> _EXERCISE OBJECTIVE_:
Repeat word for word the stretch of the material below, from its start through the line containing "positive clicks: (274, 332)", and leave the pictures out of your answer.

Collection entries:
----
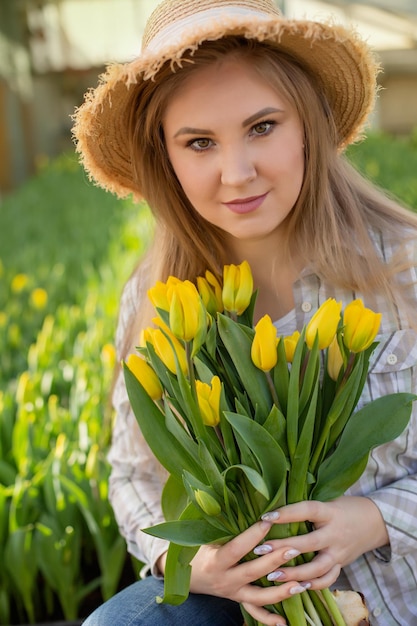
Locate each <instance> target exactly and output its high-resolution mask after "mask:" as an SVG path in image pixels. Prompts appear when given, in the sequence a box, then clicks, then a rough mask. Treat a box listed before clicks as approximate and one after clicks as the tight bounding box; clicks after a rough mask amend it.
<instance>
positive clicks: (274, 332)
mask: <svg viewBox="0 0 417 626" xmlns="http://www.w3.org/2000/svg"><path fill="white" fill-rule="evenodd" d="M277 345H278V337H277V329H276V328H275V326H274V325H273V323H272V320H271V318H270V317H269V315H264V316H263V317H261V319H260V320H259V322H258V323H257V324H256V326H255V337H254V338H253V342H252V348H251V358H252V362H253V364H254V365H256V367H257V368H258V369H260V370H263V371H264V372H269V370H271V369H272V368H273V367H275V365H276V363H277V359H278V354H277Z"/></svg>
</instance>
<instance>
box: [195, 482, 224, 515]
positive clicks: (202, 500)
mask: <svg viewBox="0 0 417 626" xmlns="http://www.w3.org/2000/svg"><path fill="white" fill-rule="evenodd" d="M194 496H195V499H196V502H197V504H198V506H199V507H200V508H201V509H202V510H203V511H204V513H206V515H211V516H213V517H217V516H218V515H220V513H221V512H222V509H221V506H220V504H219V503H218V502H217V500H216V499H215V498H213V496H212V495H211V494H209V493H208V492H207V491H203V489H196V490H195V491H194Z"/></svg>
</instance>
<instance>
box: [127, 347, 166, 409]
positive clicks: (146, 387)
mask: <svg viewBox="0 0 417 626" xmlns="http://www.w3.org/2000/svg"><path fill="white" fill-rule="evenodd" d="M126 364H127V366H128V368H129V369H130V371H131V372H132V373H133V374H134V375H135V376H136V378H137V379H138V381H139V382H140V384H141V385H142V387H144V389H145V391H146V393H147V394H148V395H149V396H150V397H151V398H152V400H160V399H161V398H162V394H163V388H162V385H161V383H160V382H159V378H158V376H157V375H156V374H155V372H154V370H153V369H152V367H151V366H150V365H148V363H147V362H146V361H145V359H143V358H142V357H140V356H138V355H137V354H130V355H129V357H128V359H127V362H126Z"/></svg>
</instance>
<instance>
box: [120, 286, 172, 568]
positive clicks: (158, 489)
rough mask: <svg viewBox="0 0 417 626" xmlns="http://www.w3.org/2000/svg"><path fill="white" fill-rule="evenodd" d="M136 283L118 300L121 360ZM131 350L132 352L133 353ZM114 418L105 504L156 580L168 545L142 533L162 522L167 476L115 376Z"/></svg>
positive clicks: (139, 287) (120, 378)
mask: <svg viewBox="0 0 417 626" xmlns="http://www.w3.org/2000/svg"><path fill="white" fill-rule="evenodd" d="M138 280H140V275H139V279H138V278H135V277H134V278H132V279H131V280H130V281H129V282H128V283H127V285H126V287H125V290H124V292H123V295H122V300H121V307H120V315H119V322H118V327H117V332H116V350H117V353H118V356H119V359H120V358H121V354H122V348H123V345H124V342H125V338H126V335H127V333H128V332H129V329H130V325H131V323H132V322H133V320H134V318H135V315H136V312H137V308H138V299H140V295H139V294H140V285H138ZM133 349H134V346H132V350H133ZM113 406H114V408H115V412H116V416H115V423H114V428H113V433H112V443H111V446H110V452H109V456H108V459H109V462H110V465H111V473H110V479H109V498H110V502H111V505H112V508H113V510H114V514H115V517H116V520H117V523H118V525H119V529H120V532H121V534H122V535H123V537H124V538H125V539H126V543H127V549H128V551H129V552H130V553H131V554H133V555H134V556H135V557H136V558H137V559H139V561H141V562H143V563H144V568H143V570H142V575H145V574H146V573H147V572H148V571H149V570H150V571H151V573H152V574H154V575H155V576H159V575H160V572H159V571H158V569H157V568H156V565H155V564H156V561H157V560H158V558H159V557H160V556H161V554H163V553H164V552H166V550H167V549H168V542H166V541H163V540H161V539H158V538H156V537H151V536H150V535H147V534H146V533H144V532H142V529H143V528H147V527H149V526H154V525H155V524H158V523H160V522H162V521H164V520H163V514H162V510H161V492H162V488H163V485H164V483H165V481H166V478H167V474H166V472H165V470H164V469H163V468H162V466H161V465H160V464H159V463H158V461H157V460H156V459H155V457H154V455H153V454H152V452H151V450H150V448H149V446H148V445H147V443H146V441H145V440H144V438H143V436H142V433H141V431H140V429H139V426H138V424H137V421H136V418H135V416H134V414H133V411H132V409H131V407H130V402H129V398H128V395H127V391H126V386H125V383H124V377H123V373H122V371H120V373H119V375H118V377H117V381H116V383H115V387H114V390H113Z"/></svg>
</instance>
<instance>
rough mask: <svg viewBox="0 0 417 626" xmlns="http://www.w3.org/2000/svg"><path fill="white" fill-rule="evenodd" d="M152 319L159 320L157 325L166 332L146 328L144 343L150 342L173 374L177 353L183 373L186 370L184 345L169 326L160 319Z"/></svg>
mask: <svg viewBox="0 0 417 626" xmlns="http://www.w3.org/2000/svg"><path fill="white" fill-rule="evenodd" d="M153 321H155V322H160V323H159V325H160V327H161V328H163V329H164V331H165V333H166V334H164V332H163V331H162V330H161V328H146V329H145V330H144V332H143V338H144V341H145V343H150V344H152V346H153V347H154V350H155V352H156V354H157V356H158V357H159V358H160V359H161V361H162V363H163V364H164V365H165V366H166V367H167V368H168V369H169V371H170V372H172V373H173V374H175V373H176V371H177V367H176V364H175V355H177V358H178V362H179V365H180V368H181V370H182V371H183V372H184V374H185V373H186V372H187V357H186V354H185V349H184V346H183V345H182V344H181V343H180V342H179V341H178V339H177V338H176V337H175V336H174V335H173V334H172V333H171V332H170V330H169V328H168V327H167V326H166V324H164V323H163V322H162V320H158V319H156V320H153ZM167 335H168V337H169V339H168V337H167Z"/></svg>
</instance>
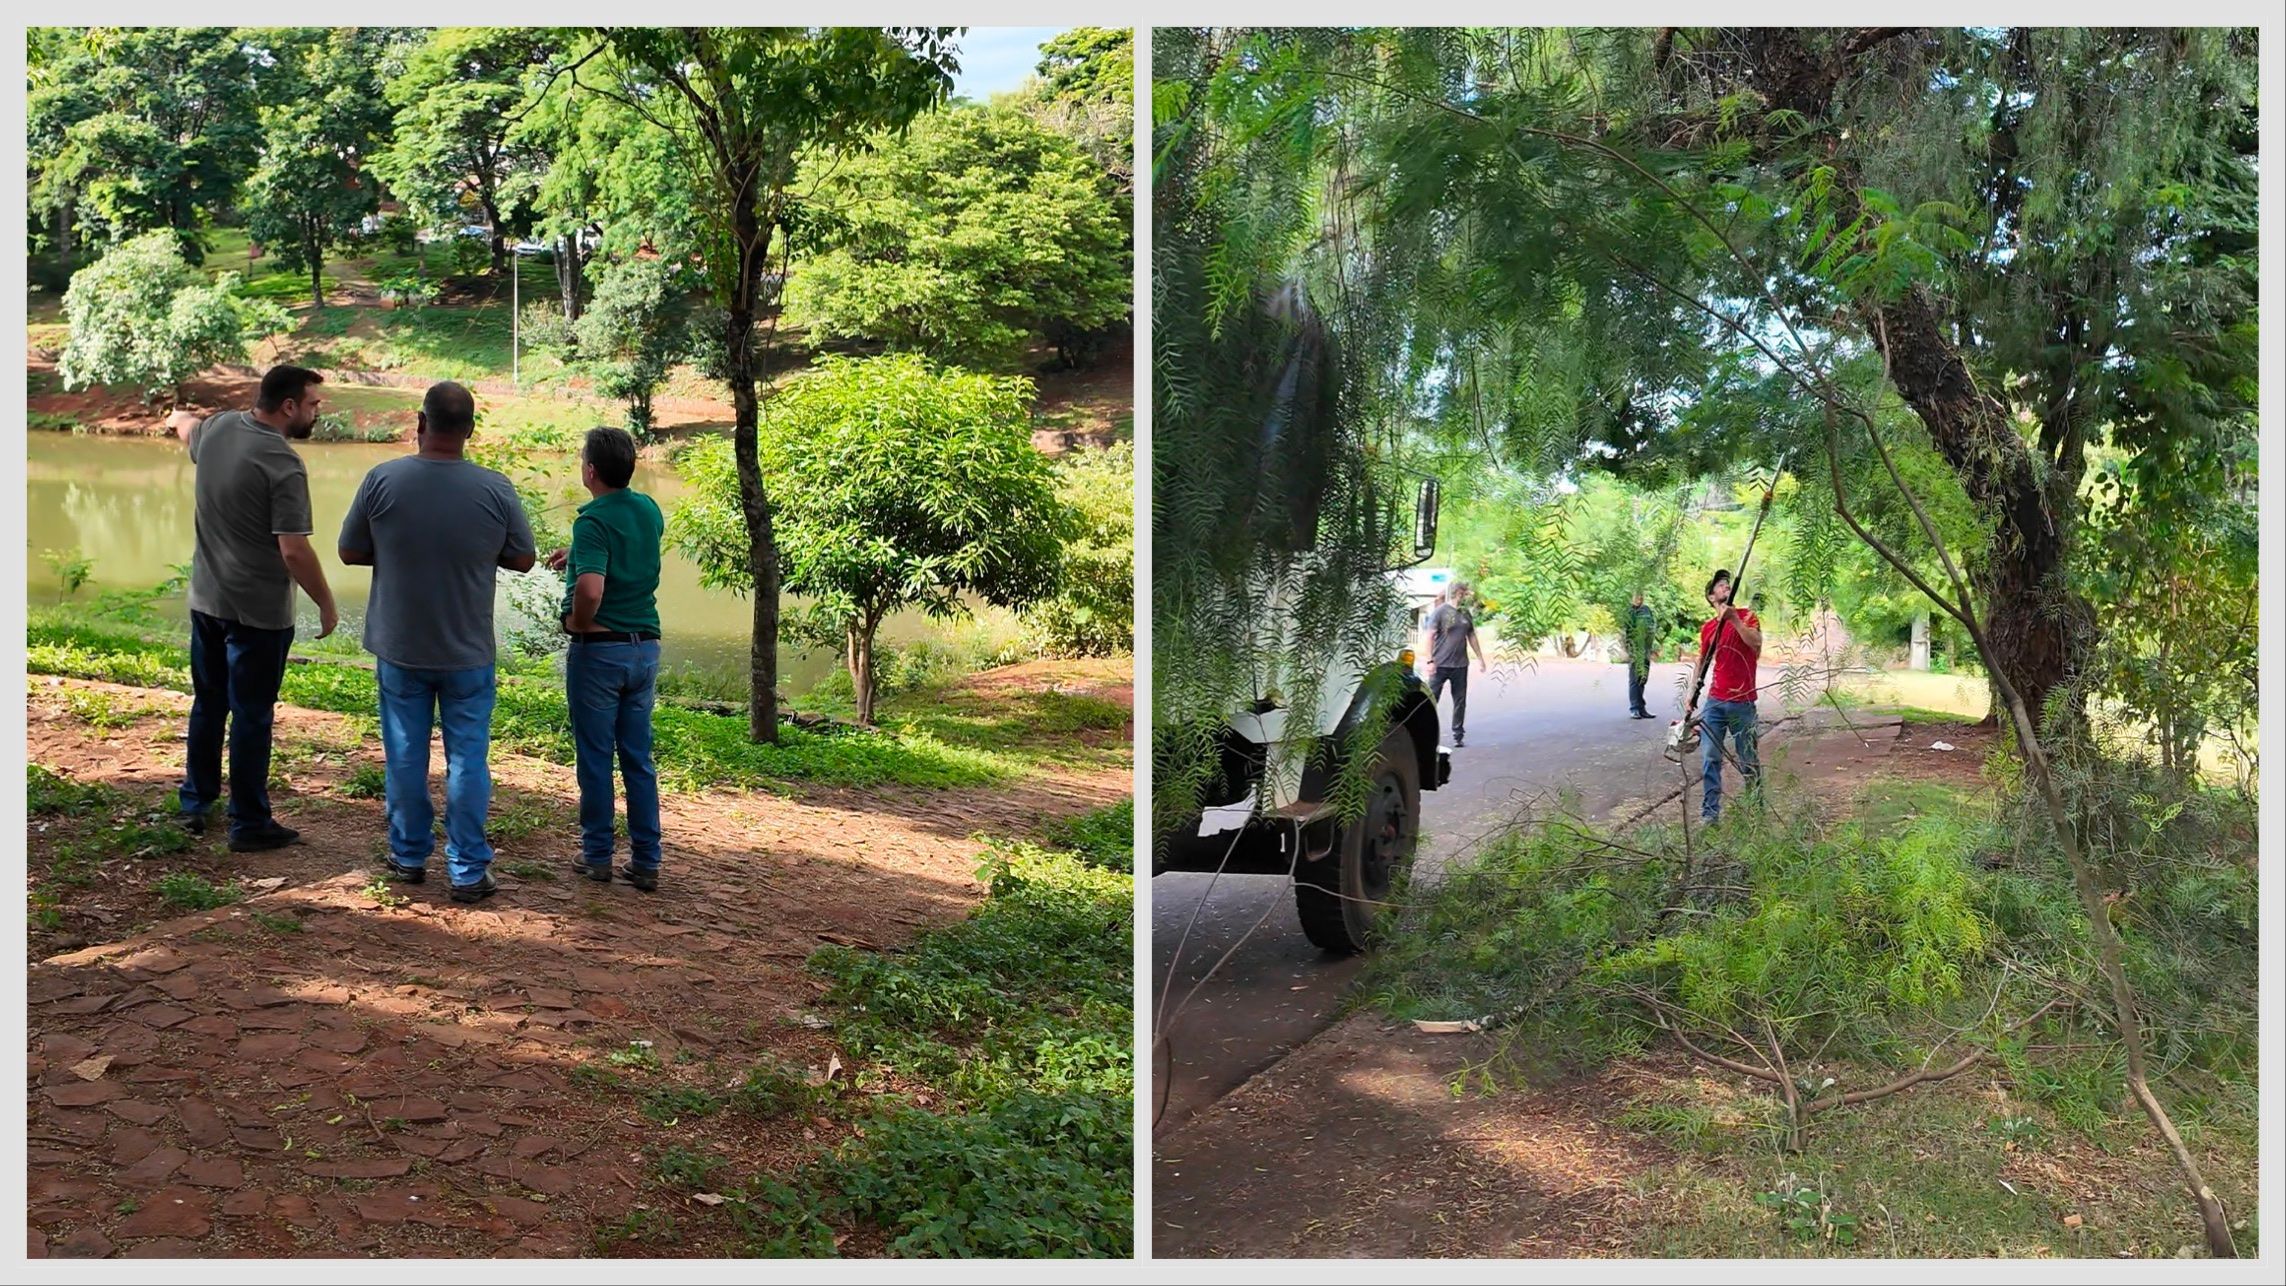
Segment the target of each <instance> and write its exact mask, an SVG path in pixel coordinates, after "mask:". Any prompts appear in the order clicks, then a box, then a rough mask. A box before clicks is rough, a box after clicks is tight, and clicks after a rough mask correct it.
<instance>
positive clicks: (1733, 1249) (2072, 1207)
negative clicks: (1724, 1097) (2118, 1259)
mask: <svg viewBox="0 0 2286 1286" xmlns="http://www.w3.org/2000/svg"><path fill="white" fill-rule="evenodd" d="M1644 1108H1646V1106H1637V1108H1630V1115H1628V1117H1623V1119H1621V1124H1625V1126H1630V1128H1646V1124H1648V1122H1653V1119H1657V1122H1676V1119H1682V1117H1673V1115H1666V1117H1655V1115H1648V1112H1646V1110H1644ZM1664 1108H1669V1110H1673V1112H1685V1115H1687V1112H1689V1108H1685V1106H1676V1103H1666V1106H1664ZM1701 1110H1703V1108H1701ZM2007 1122H2028V1124H2014V1126H2009V1124H2007ZM1650 1128H1655V1131H1657V1133H1662V1138H1666V1142H1678V1135H1676V1131H1673V1128H1660V1126H1655V1124H1653V1126H1650ZM2110 1128H2112V1131H2115V1133H2117V1135H2124V1138H2126V1140H2133V1144H2131V1147H2126V1149H2124V1151H2121V1154H2119V1156H2096V1154H2094V1151H2092V1149H2089V1144H2085V1142H2080V1140H2076V1138H2073V1135H2071V1131H2069V1128H2062V1126H2055V1124H2053V1119H2051V1117H2048V1112H2046V1110H2041V1108H2037V1106H2023V1103H2003V1101H1998V1099H1993V1096H1989V1094H1973V1092H1957V1090H1920V1092H1909V1094H1902V1096H1895V1099H1884V1101H1879V1103H1868V1106H1865V1108H1859V1110H1852V1112H1838V1115H1831V1117H1827V1119H1822V1122H1820V1124H1817V1126H1815V1128H1813V1131H1811V1135H1808V1140H1806V1144H1804V1149H1801V1151H1799V1154H1781V1151H1776V1149H1774V1147H1772V1144H1769V1135H1767V1131H1756V1128H1721V1126H1710V1128H1705V1131H1698V1133H1689V1131H1685V1135H1687V1140H1685V1142H1687V1147H1689V1156H1685V1158H1682V1160H1676V1163H1669V1165H1660V1167H1655V1170H1650V1172H1648V1174H1639V1176H1637V1179H1632V1188H1634V1190H1637V1192H1639V1195H1648V1197H1650V1199H1655V1201H1657V1204H1660V1206H1664V1217H1657V1220H1641V1222H1637V1224H1634V1240H1632V1245H1630V1247H1628V1252H1630V1254H1637V1256H1646V1259H1648V1256H1671V1259H1763V1256H1769V1259H1797V1256H1840V1254H1856V1256H1884V1259H1971V1256H2041V1259H2110V1256H2117V1254H2128V1256H2140V1259H2149V1256H2156V1259H2169V1256H2174V1254H2179V1252H2183V1249H2197V1252H2199V1254H2204V1238H2201V1233H2199V1220H2197V1215H2195V1213H2192V1208H2190V1199H2188V1197H2185V1195H2183V1181H2181V1174H2179V1172H2176V1170H2174V1160H2172V1156H2167V1151H2165V1147H2163V1144H2160V1142H2158V1138H2156V1135H2153V1133H2151V1131H2149V1126H2147V1124H2144V1122H2142V1117H2140V1115H2137V1117H2133V1119H2119V1122H2112V1126H2110ZM2192 1147H2197V1149H2199V1151H2201V1165H2204V1170H2206V1176H2208V1183H2213V1185H2215V1190H2217V1195H2222V1199H2224V1204H2227V1208H2229V1211H2231V1215H2233V1220H2243V1222H2245V1227H2243V1229H2236V1233H2233V1236H2236V1240H2238V1254H2243V1256H2252V1254H2256V1252H2259V1243H2256V1229H2254V1220H2252V1213H2254V1183H2252V1179H2254V1163H2256V1149H2259V1138H2256V1126H2254V1106H2252V1094H2249V1101H2247V1103H2245V1112H2243V1115H2238V1117H2231V1119H2224V1122H2217V1124H2213V1126H2208V1128H2206V1131H2199V1135H2197V1140H2195V1144H2192ZM2073 1174H2078V1176H2083V1183H2080V1185H2083V1188H2085V1190H2087V1197H2085V1199H2083V1197H2078V1195H2073V1192H2071V1188H2069V1185H2067V1183H2064V1179H2067V1176H2073ZM2003 1181H2007V1185H2003ZM1801 1190H1808V1192H1811V1195H1813V1201H1806V1204H1804V1201H1785V1197H1788V1195H1790V1192H1801ZM1772 1197H1779V1199H1776V1201H1774V1199H1772ZM1804 1206H1808V1208H1804ZM1820 1208H1822V1211H1824V1220H1822V1222H1820V1217H1817V1213H1820ZM2069 1215H2078V1224H2076V1227H2073V1224H2067V1222H2064V1220H2067V1217H2069ZM1840 1220H1849V1222H1840ZM1838 1233H1847V1240H1845V1238H1843V1236H1838Z"/></svg>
----
> _ANSWER FOR THE TASK_:
Locate each <instance> target exactly and output its high-resolution mask after "mask:" as an SVG path in image pixels. Prompts appear when given, in the sequence a box, then clicks, then a rough mask. Treat a box listed before clicks as approximate and one after clicks as the tight bounding box; clicks after a rough mask amend it.
<instance>
positive clicks: (274, 332)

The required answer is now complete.